**Required work:** Revise the mailing-list post on Unicode encodings by restating it starting at "If I create" and ending at "ANSI code page.", with "Powershell" changed to "PowerShell" throughout.

**Page extract:**
+ + + + + + +

[Python-ideas] Py3 unicode impositions
p.f.moore at gmail.com
Mon Feb 13 12:14:42 CET 2012
On 13 February 2012 05:42, Stephen J. Turnbull <stephen at xemacs.org> wrote:
> Paul Moore writes:
> > > But you obviously do know the convention -- use UTF-8.
> > No. I know that a lot of Unix people advocate UTF-8, and I gather it's
> > rapidly becoming standard in the Unix world. But I work on Windows,
> > and UTF-8 is not the standard there. I have no idea if UTF-8 is
> > accepted cross-platform,
> It is. All of Microsoft's programs (and I suppose most third-party
> software, too) that I know of will happily import UTF-8-encoded text,
> and produce it as well. Most Microsoft-specific file formats (eg,
> Word) use UTF-16 internally, but they can't be read by most
> text-oriented programs, so in practice they're app/octet-strm.
If I create a new text file in Notepad or Vim on my PC, it's not
created in UTF-8 by default. Vim uses Latin-1, and Notepad uses "ANSI"
(which I'm pretty sure translates to CP1252 (but there are so few
differences between this and latin-1, that I can't easily test this at
the moment). If I do "chcp" on a console window, I get codepage 850,
and in CMD, echo a£b >file.txt encodes the file in CP850.
echo a£b >file.txt in Powershell creates little-endian UTF-16 with a
BOM. The out-file cmdlet in Powershell (which lets me specify an
encoding to override the UTF-16 of the standard redirection) says this
about the encoding parameter:
Specifies the type of character encoding used in the file. Valid
values are "Unicode", "UTF7", "UTF8", "UTF32
"ASCII", "BigEndianUnicode", "Default", and "OEM". "Unicode" is
"Default" uses the encoding of the system's current ANSI code page.
"OEM" uses the current original equipment manufacturer code page
identifier for the operating system.
With this I can at least get UTF-8 (with BOM). But it's a long way
from simple to do so...
Basically, In my experience, Windows users are not likely to produce
UTF-8 formatted files unless they make specific efforts to do so.

+ + + + + + +

**Entries shown:**
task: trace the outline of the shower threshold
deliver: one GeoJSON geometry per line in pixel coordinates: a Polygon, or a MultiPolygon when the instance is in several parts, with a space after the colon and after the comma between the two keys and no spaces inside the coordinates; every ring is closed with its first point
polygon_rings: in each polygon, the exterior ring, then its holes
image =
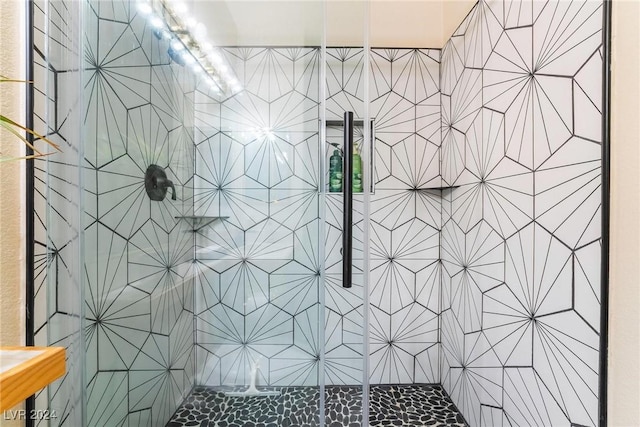
{"type": "MultiPolygon", "coordinates": [[[[270,387],[271,396],[229,395],[238,388],[193,389],[167,427],[319,427],[318,387],[270,387]]],[[[455,426],[467,424],[442,386],[372,385],[370,426],[455,426]]],[[[362,425],[362,388],[325,387],[325,426],[362,425]]]]}

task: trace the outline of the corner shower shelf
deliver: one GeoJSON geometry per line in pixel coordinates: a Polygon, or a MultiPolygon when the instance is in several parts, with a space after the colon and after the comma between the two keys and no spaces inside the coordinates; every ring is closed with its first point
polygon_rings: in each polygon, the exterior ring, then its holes
{"type": "Polygon", "coordinates": [[[0,412],[48,386],[65,370],[63,347],[0,347],[0,412]]]}
{"type": "Polygon", "coordinates": [[[202,215],[185,215],[177,216],[176,219],[184,219],[190,225],[191,231],[196,233],[214,221],[222,221],[228,219],[228,216],[202,216],[202,215]]]}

+ + + + + + +

**Solved problem:**
If I create a new text file in Notepad or Vim on my PC, it's not
created in UTF-8 by default. Vim uses Latin-1, and Notepad uses "ANSI"
(which I'm pretty sure translates to CP1252 (but there are so few
differences between this and latin-1, that I can't easily test this at
the moment). If I do "chcp" on a console window, I get codepage 850,
and in CMD, echo a£b >file.txt encodes the file in CP850.
echo a£b >file.txt in PowerShell creates little-endian UTF-16 with a
BOM. The out-file cmdlet in PowerShell (which lets me specify an
encoding to override the UTF-16 of the standard redirection) says this
about the encoding parameter:
Specifies the type of character encoding used in the file. Valid
values are "Unicode", "UTF7", "UTF8", "UTF32
"ASCII", "BigEndianUnicode", "Default", and "OEM". "Unicode" is
"Default" uses the encoding of the system's current ANSI code page.